Text under study:
================
Mental Health Assessment

The faculty from the Center for Psychotherapy Research have extensive experience developing reliable and valid assessments to support psychotherapy research programs in community settings. Our efforts have focused on developing measures to assess the mechanisms of therapeutic change across evidence-based psychotherapies. We also have expertise in training and implementation of a broad range of mental health assessments rated by consumers of services, clinicians, and expert independent assessments. We house the Assessment Core of the Penn Mental Health AIDS Research Center that supports clinical assessment across a wide range of studies. Our team includes expert diagnostic trainers who are skilled in training clinicians to administer standardized diagnostic assessments and a cadre of expert clinicians trained to competence in a wide range of assessments to assess mental health diagnoses, psychiatric symptoms, social determinants of health, and functioning.


Assessment Core of Penn Mental Health AIDS Research Center (PMHARC)

Paul Crits-Christoph served as director of the Clinical Assessment Core of the Penn Mental Health AIDS Research Center (PMHARC) for 8 years. After working directly with Dr. Crits-Christoph for 2 years within PMHARC, Mary Beth Connolly Gibbons assumed the role of director from 2021 until the present. Our role as the Clinical Assessment Core is to assist investigators in recruiting patients for clinical studies, provide trained diagnosticians/evaluators to conduct clinical assessments in Center studies, and oversee administration of a core battery of behavioral measures. Our diagnosticians are trained by our diagnostic supervisor, Patria Alvelo, in administering the (1) Structured Clinical Interview for DSM-IV, (2) Positive and Negative Syndrome Scale, (3) Hamilton Rating Scale for Depression, and (4) Columbia Suicide Severity Rating Scale. To learn more about PMHARC and the Clinical Assessment Core, click here!


Measures Developed at the Center for Psychotherapy Research

As previously stated, our faculty members have contributed to a panoply of evidence-based measures through the development of reliable and valid assessments to support psychotherapy research programs in community settings. Please find our measures, their scoring guides, and their published articles below!
================
Actions to take:
**1.** Translate this sentence from the mental health assessment text into Spanish: "Our efforts have focused on developing measures to assess the mechanisms of therapeutic change across evidence-based psychotherapies."
**2.** Write what comes next in the mental health assessment text, picking up after its final sentence.

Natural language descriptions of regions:
================
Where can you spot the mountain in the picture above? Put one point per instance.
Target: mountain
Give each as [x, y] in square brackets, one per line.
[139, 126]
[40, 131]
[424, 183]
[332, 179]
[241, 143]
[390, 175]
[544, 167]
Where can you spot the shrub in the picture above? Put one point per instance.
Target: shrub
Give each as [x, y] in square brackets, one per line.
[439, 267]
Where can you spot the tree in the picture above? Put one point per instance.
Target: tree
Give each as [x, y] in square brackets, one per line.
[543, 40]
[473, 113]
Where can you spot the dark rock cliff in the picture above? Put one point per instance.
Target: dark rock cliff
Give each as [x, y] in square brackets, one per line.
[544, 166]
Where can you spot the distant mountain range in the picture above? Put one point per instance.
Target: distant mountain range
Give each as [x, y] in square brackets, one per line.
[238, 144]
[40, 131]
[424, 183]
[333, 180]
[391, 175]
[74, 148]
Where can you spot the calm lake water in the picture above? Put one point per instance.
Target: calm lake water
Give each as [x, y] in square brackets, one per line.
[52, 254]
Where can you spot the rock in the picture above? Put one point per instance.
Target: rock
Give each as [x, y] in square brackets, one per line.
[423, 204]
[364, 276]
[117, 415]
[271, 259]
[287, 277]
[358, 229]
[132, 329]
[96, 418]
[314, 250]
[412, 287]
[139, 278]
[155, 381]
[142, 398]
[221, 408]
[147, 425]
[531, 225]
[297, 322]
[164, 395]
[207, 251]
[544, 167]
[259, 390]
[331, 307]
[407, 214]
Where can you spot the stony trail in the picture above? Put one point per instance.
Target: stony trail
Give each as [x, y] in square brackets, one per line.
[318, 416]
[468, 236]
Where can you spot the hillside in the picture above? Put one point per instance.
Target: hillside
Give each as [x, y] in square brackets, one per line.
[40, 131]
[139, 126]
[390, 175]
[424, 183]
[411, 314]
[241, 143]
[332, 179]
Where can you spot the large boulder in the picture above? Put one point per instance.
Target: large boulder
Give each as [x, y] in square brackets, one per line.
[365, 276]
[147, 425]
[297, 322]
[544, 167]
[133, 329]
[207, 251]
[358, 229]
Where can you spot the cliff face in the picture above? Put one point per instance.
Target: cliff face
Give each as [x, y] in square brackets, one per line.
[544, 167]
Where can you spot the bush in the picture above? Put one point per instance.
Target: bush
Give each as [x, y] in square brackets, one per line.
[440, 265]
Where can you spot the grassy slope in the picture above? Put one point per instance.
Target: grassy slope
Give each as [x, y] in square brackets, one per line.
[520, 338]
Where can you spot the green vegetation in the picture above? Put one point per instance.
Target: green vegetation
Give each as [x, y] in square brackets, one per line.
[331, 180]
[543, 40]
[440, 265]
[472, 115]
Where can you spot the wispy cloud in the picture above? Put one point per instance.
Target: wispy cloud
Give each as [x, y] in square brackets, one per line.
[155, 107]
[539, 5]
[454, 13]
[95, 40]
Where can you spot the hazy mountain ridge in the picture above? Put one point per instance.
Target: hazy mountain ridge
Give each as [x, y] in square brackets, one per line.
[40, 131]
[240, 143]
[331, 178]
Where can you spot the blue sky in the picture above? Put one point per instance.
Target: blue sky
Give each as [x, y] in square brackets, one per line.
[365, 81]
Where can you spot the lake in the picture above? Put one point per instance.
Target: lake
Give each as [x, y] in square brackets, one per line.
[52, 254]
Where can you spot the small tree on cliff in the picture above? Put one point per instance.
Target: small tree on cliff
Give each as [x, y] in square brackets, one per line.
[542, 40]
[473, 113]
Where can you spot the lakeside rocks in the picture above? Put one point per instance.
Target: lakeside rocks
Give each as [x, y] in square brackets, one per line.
================
Answer set:
**1.** Nuestros esfuerzos se han centrado en desarrollar medidas para evaluar los mecanismos del cambio terapéutico en las psicoterapias basadas en la evidencia.

**2.**
The Trust and Respect Scale was developed by Paul Crits-Christoph in 2019 to measure the patient's levels of trust and respect toward their provider. This 8-item measure was found to be unidimensional, showed good internal consistency, and was not redundant with existing measures of alliance. While it was developed specifically within the setting of psychotherapy, it has the potential to be used in a wide variety of healthcare settings.

The Ways of Responding (WOR) instrument (Barber & DeRubeis, 1992) measures compensatory skills, a central construct in some theories of the mechanism of cognitive therapy for depression. We created two adapted versions for use of this measure in community mental health settings. First, we created a new rater version in which the depressotypic narratives were revised to be relevant in diverse settings. The rater versions are expensive and time-consuming to use due to their requirement of using trained independent judges to rate subjects' open-ended written responses, so we also developed a self-report version of the WOR that is reliable, valid, and feasible for community mental health settings.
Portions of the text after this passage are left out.